EXERCISE REQUIREMENTS.
What lines in the records below include the word "target"? Return each one.

RECORDS FOR PROCESSING.
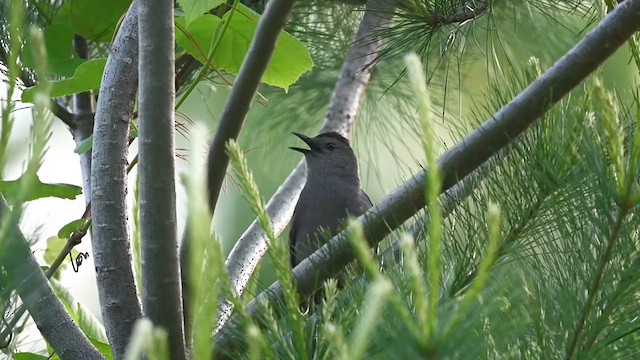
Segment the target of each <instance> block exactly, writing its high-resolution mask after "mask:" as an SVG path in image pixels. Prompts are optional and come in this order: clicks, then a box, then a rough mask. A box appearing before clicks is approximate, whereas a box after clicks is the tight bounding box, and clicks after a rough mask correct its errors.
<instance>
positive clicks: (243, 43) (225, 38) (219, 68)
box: [176, 4, 313, 92]
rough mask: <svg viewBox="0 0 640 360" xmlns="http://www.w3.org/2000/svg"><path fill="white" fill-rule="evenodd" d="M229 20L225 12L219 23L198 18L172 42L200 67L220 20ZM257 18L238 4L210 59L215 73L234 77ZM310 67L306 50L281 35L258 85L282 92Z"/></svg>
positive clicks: (309, 61)
mask: <svg viewBox="0 0 640 360" xmlns="http://www.w3.org/2000/svg"><path fill="white" fill-rule="evenodd" d="M230 16H231V12H227V13H226V14H225V15H224V16H223V18H222V19H220V18H218V17H216V16H213V15H209V14H206V15H202V16H200V17H198V18H196V19H195V20H194V21H193V22H191V23H190V24H189V25H188V26H186V30H187V32H188V35H186V34H184V33H182V32H181V31H177V32H176V42H177V43H178V45H179V46H180V47H182V48H183V49H184V50H185V51H186V52H187V53H189V54H190V55H192V56H193V57H195V58H196V59H198V61H200V62H202V63H204V62H206V57H207V55H208V54H209V51H210V49H211V46H212V43H213V41H212V38H213V36H214V35H215V34H216V32H217V31H218V28H219V27H220V26H222V24H223V20H224V21H228V19H229V17H230ZM258 18H259V15H258V14H257V13H256V12H254V11H253V10H251V9H249V8H248V7H246V6H244V5H242V4H238V7H237V10H236V14H234V15H233V17H232V18H231V20H230V22H229V27H228V28H227V30H226V32H225V33H224V34H223V35H222V38H221V39H220V45H219V46H218V49H217V51H216V53H215V54H214V56H213V58H212V63H213V65H214V66H215V67H216V68H217V69H219V70H224V71H226V72H228V73H230V74H233V75H236V74H238V72H239V71H240V66H241V65H242V61H243V60H244V57H245V56H246V54H247V51H248V50H249V45H250V44H251V40H252V38H253V35H254V34H255V31H256V28H257V25H258ZM176 21H177V22H178V24H180V25H182V26H183V27H184V24H185V19H184V18H178V19H177V20H176ZM312 67H313V61H312V60H311V55H310V54H309V50H308V49H307V48H306V47H305V46H304V45H303V44H302V43H301V42H299V41H298V40H296V39H295V38H294V37H293V36H291V35H290V34H288V33H286V32H282V33H281V34H280V38H279V40H278V44H277V46H276V49H275V51H274V53H273V57H272V58H271V61H270V63H269V66H268V67H267V71H266V72H265V74H264V77H263V78H262V81H263V82H264V83H266V84H269V85H272V86H277V87H280V88H282V89H284V90H285V92H286V91H288V90H289V86H290V85H292V84H293V83H295V82H296V81H297V80H298V79H299V78H300V76H302V74H304V73H305V72H307V71H309V70H311V68H312Z"/></svg>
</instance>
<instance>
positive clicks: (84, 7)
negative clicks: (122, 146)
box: [53, 0, 131, 42]
mask: <svg viewBox="0 0 640 360" xmlns="http://www.w3.org/2000/svg"><path fill="white" fill-rule="evenodd" d="M129 4H131V0H109V1H104V0H69V1H65V2H64V3H63V4H62V6H60V9H59V10H58V13H57V14H56V17H55V19H54V21H53V22H54V23H55V24H66V25H68V26H70V27H71V29H72V30H73V32H74V33H76V34H79V35H82V36H84V37H85V38H87V39H89V40H93V41H99V42H108V41H110V40H111V38H112V37H113V33H114V30H115V28H116V25H117V24H118V22H119V21H120V18H121V17H122V16H123V15H124V13H125V11H127V9H128V8H129Z"/></svg>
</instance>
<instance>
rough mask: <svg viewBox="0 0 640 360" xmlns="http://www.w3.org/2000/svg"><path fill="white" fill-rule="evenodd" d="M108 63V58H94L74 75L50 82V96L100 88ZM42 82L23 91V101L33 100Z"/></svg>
mask: <svg viewBox="0 0 640 360" xmlns="http://www.w3.org/2000/svg"><path fill="white" fill-rule="evenodd" d="M106 64H107V59H93V60H89V61H85V62H83V63H82V64H80V65H79V66H78V67H77V68H76V71H75V73H74V74H73V76H72V77H70V78H68V79H64V80H59V81H52V82H51V83H50V85H51V90H50V92H49V96H50V97H52V98H54V97H59V96H65V95H72V94H77V93H80V92H83V91H89V90H94V89H98V88H99V87H100V83H101V82H102V73H103V72H104V67H105V65H106ZM42 86H43V85H42V84H38V85H36V86H32V87H30V88H28V89H27V90H25V91H24V92H23V93H22V101H24V102H33V101H34V99H35V95H36V93H38V91H41V89H42Z"/></svg>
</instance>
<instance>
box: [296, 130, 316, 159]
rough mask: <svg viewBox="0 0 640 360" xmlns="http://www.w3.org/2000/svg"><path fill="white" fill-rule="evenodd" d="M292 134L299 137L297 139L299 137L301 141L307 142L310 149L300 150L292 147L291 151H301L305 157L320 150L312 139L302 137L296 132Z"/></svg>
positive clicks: (304, 135) (306, 136)
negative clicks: (308, 154)
mask: <svg viewBox="0 0 640 360" xmlns="http://www.w3.org/2000/svg"><path fill="white" fill-rule="evenodd" d="M292 134H293V135H295V136H297V137H299V138H300V140H302V141H304V142H305V144H307V145H309V148H310V149H303V148H298V147H290V148H289V149H291V150H295V151H299V152H301V153H303V154H305V155H307V154H310V153H311V152H312V151H314V150H319V149H318V146H317V145H316V144H315V143H314V142H313V139H312V138H310V137H308V136H305V135H302V134H300V133H296V132H294V133H292Z"/></svg>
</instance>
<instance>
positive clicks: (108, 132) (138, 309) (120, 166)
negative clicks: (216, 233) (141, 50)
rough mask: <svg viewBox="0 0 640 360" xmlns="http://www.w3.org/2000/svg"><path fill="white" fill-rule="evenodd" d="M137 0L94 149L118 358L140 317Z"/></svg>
mask: <svg viewBox="0 0 640 360" xmlns="http://www.w3.org/2000/svg"><path fill="white" fill-rule="evenodd" d="M137 6H138V5H137V2H136V1H134V2H133V3H132V4H131V7H130V8H129V11H128V12H127V14H126V16H125V18H124V20H123V21H122V24H121V26H120V29H119V31H118V34H117V36H116V38H115V40H114V42H113V44H112V46H111V53H110V54H109V58H108V60H107V65H106V67H105V72H104V75H103V78H102V86H101V87H100V98H99V99H98V105H97V111H96V117H95V124H94V137H93V149H92V157H91V160H92V169H91V193H92V197H93V198H92V213H93V239H92V241H91V245H92V249H93V259H94V263H95V268H96V280H97V283H98V295H99V299H100V309H101V311H102V317H103V319H104V325H105V330H106V331H107V337H108V338H109V342H110V344H111V347H112V349H113V354H114V357H115V358H116V359H122V358H124V352H125V348H126V346H127V343H128V341H129V336H130V334H131V331H132V329H133V325H134V323H135V321H136V320H137V319H138V318H139V317H140V316H141V310H140V304H139V302H138V296H137V293H136V286H135V283H134V279H133V270H132V268H131V254H130V252H129V231H128V224H127V207H126V201H125V198H126V186H127V178H126V172H125V168H126V165H127V147H128V139H129V121H130V119H131V116H132V113H133V105H134V102H135V96H136V91H137V88H138V12H137Z"/></svg>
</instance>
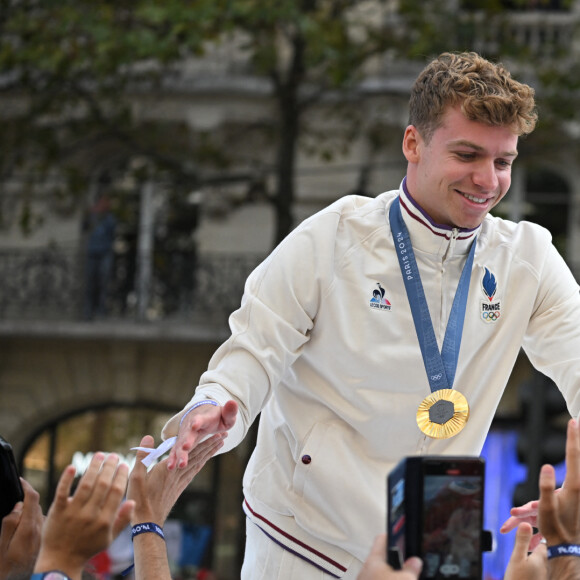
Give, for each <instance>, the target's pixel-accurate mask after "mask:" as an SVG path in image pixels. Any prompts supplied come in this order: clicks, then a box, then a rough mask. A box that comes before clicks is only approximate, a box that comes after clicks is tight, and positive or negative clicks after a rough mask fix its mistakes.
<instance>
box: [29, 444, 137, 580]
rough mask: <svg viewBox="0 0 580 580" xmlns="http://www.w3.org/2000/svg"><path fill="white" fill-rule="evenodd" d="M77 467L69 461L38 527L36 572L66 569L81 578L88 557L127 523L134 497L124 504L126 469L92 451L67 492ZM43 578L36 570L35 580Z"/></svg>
mask: <svg viewBox="0 0 580 580" xmlns="http://www.w3.org/2000/svg"><path fill="white" fill-rule="evenodd" d="M75 473H76V470H75V467H74V466H72V465H69V466H68V467H67V468H66V469H65V470H64V471H63V473H62V475H61V477H60V480H59V482H58V485H57V488H56V493H55V497H54V501H53V503H52V505H51V506H50V508H49V510H48V515H47V517H46V521H45V524H44V527H43V530H42V540H41V545H40V552H39V555H38V559H37V561H36V565H35V567H34V571H35V573H43V572H47V571H51V570H58V571H61V572H64V574H66V576H68V578H70V579H71V580H81V577H82V572H83V569H84V567H85V565H86V563H87V561H88V560H89V559H90V558H91V557H93V556H94V555H95V554H97V553H98V552H101V551H103V550H105V549H106V548H108V547H109V545H110V544H111V542H112V541H113V539H114V538H115V537H116V536H117V535H118V534H119V533H120V532H121V530H123V528H125V527H126V526H127V525H128V524H129V521H130V517H131V512H132V511H133V508H134V502H133V501H125V502H123V498H124V497H125V491H126V489H127V481H128V478H129V467H128V465H126V464H124V463H119V457H118V456H117V455H115V454H110V455H105V454H104V453H101V452H99V453H95V455H94V456H93V459H92V460H91V463H90V465H89V467H88V469H87V471H86V472H85V474H84V475H83V476H82V477H81V479H80V481H79V484H78V486H77V488H76V490H75V492H74V494H73V495H72V496H71V495H70V492H71V486H72V483H73V480H74V477H75ZM36 578H42V575H41V574H38V575H37V574H35V575H34V576H33V579H34V580H36Z"/></svg>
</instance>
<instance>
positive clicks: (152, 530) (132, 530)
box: [131, 522, 165, 540]
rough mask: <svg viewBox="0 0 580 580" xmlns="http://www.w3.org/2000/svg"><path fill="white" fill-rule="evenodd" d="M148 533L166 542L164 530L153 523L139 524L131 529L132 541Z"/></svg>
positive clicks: (144, 523)
mask: <svg viewBox="0 0 580 580" xmlns="http://www.w3.org/2000/svg"><path fill="white" fill-rule="evenodd" d="M146 532H153V533H154V534H157V535H158V536H159V537H160V538H162V539H163V540H165V534H164V533H163V528H162V527H161V526H158V525H157V524H154V523H153V522H146V523H144V524H137V525H136V526H133V527H132V528H131V539H134V538H135V536H138V535H139V534H145V533H146Z"/></svg>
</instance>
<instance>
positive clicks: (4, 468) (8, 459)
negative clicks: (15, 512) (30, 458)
mask: <svg viewBox="0 0 580 580" xmlns="http://www.w3.org/2000/svg"><path fill="white" fill-rule="evenodd" d="M23 500H24V490H23V489H22V484H21V483H20V476H19V474H18V468H17V467H16V461H15V460H14V454H13V453H12V446H11V445H10V443H8V442H7V441H6V440H5V439H4V438H3V437H1V436H0V526H1V525H2V518H4V516H6V515H8V514H9V513H10V512H11V511H12V509H13V508H14V505H15V504H16V503H17V502H19V501H23Z"/></svg>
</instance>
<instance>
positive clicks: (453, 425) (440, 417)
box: [417, 389, 469, 439]
mask: <svg viewBox="0 0 580 580" xmlns="http://www.w3.org/2000/svg"><path fill="white" fill-rule="evenodd" d="M467 419H469V405H468V403H467V399H466V398H465V397H464V396H463V395H462V394H461V393H460V392H459V391H456V390H455V389H439V390H438V391H435V392H433V393H431V394H430V395H429V396H428V397H425V398H424V399H423V401H422V402H421V404H420V405H419V408H418V409H417V425H419V429H421V431H423V433H425V435H427V436H428V437H432V438H433V439H449V437H453V436H454V435H457V433H459V431H461V430H462V429H463V427H465V424H466V423H467Z"/></svg>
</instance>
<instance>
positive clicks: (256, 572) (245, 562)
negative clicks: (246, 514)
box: [241, 519, 363, 580]
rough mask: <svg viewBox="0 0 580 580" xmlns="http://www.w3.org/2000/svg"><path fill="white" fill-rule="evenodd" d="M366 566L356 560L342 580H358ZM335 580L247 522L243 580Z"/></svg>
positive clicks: (342, 577)
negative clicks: (362, 568)
mask: <svg viewBox="0 0 580 580" xmlns="http://www.w3.org/2000/svg"><path fill="white" fill-rule="evenodd" d="M362 566H363V563H362V562H360V561H359V560H353V562H352V564H351V566H350V567H349V569H348V570H347V571H346V572H345V573H344V575H343V576H342V579H341V580H356V577H357V576H358V574H359V572H360V571H361V568H362ZM330 578H335V576H332V575H330V574H326V573H325V572H323V571H322V570H320V569H319V568H317V567H316V566H314V565H312V564H310V563H309V562H306V561H305V560H303V559H302V558H300V557H299V556H296V555H294V554H293V553H292V552H289V551H288V550H285V549H284V548H282V547H281V546H280V545H279V544H277V543H276V542H274V541H273V540H271V539H270V538H269V537H268V536H267V535H266V534H265V533H264V532H263V531H262V530H261V529H260V528H259V527H258V526H256V524H254V523H253V522H251V521H250V520H248V519H246V551H245V554H244V564H243V566H242V576H241V580H329V579H330Z"/></svg>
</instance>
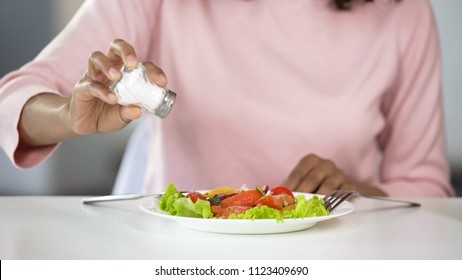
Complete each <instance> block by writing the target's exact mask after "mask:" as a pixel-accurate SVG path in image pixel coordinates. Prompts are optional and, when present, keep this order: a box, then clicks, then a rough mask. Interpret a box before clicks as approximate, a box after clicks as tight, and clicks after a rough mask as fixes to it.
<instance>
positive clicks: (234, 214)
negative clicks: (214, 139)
mask: <svg viewBox="0 0 462 280" xmlns="http://www.w3.org/2000/svg"><path fill="white" fill-rule="evenodd" d="M295 199H296V200H297V205H296V207H295V209H292V210H287V211H284V213H281V211H279V210H277V209H274V208H271V207H268V206H262V207H254V208H251V209H249V210H247V211H246V212H245V213H244V214H237V215H236V214H231V215H230V216H229V217H228V218H229V219H250V220H254V219H276V220H277V221H283V220H284V219H297V218H307V217H319V216H327V215H329V211H327V210H326V208H325V207H324V200H323V199H322V198H319V197H318V196H313V197H312V198H310V199H308V200H307V199H306V197H305V196H304V195H298V196H297V197H296V198H295ZM159 208H160V209H161V210H163V211H165V212H168V213H169V214H170V215H173V216H182V217H194V218H205V219H208V218H212V217H213V214H212V210H211V207H210V202H208V201H205V200H201V199H198V200H197V201H196V202H195V203H194V202H192V201H191V200H190V199H189V198H186V197H185V196H184V195H183V194H182V193H180V192H178V191H177V190H176V188H175V186H174V185H173V184H170V185H169V186H168V188H167V190H166V191H165V194H164V195H163V196H162V198H161V200H160V203H159Z"/></svg>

WRITTEN SOLUTION.
Segment the target of each <instance> block exactly, writing its high-resolution mask after "mask:" as an SVG path in image pixels. Prompts are optional and come in this order: clicks, then a box, then a rough mask. A box appearing before clicks is approximate, whereas a box after clicks is the tight bounding box, and clicks after a rough mask correct its errors.
Give, for each <instance>, the target's pixel-accurate mask after "mask:" as an SVG path in image pixels. Any prompts supplied come in this order: clicks, then a box, then a rough mask. A box that comes before clicks is only approximate, a box that comes after clicks is tight, and positive or negative clicks after a rough mask fix its mistakes.
Complete each <instance> block by writing the target's exact mask after "mask:" as a pixel-accurate SVG path in image pixel coordinates. Prompts are optional and, when present, keep this order: a box, then clicks, then a rough mask. Interpret a box before clicks as approximate, a box after clicks as tight, and clicks after a rough mask as fixes to it.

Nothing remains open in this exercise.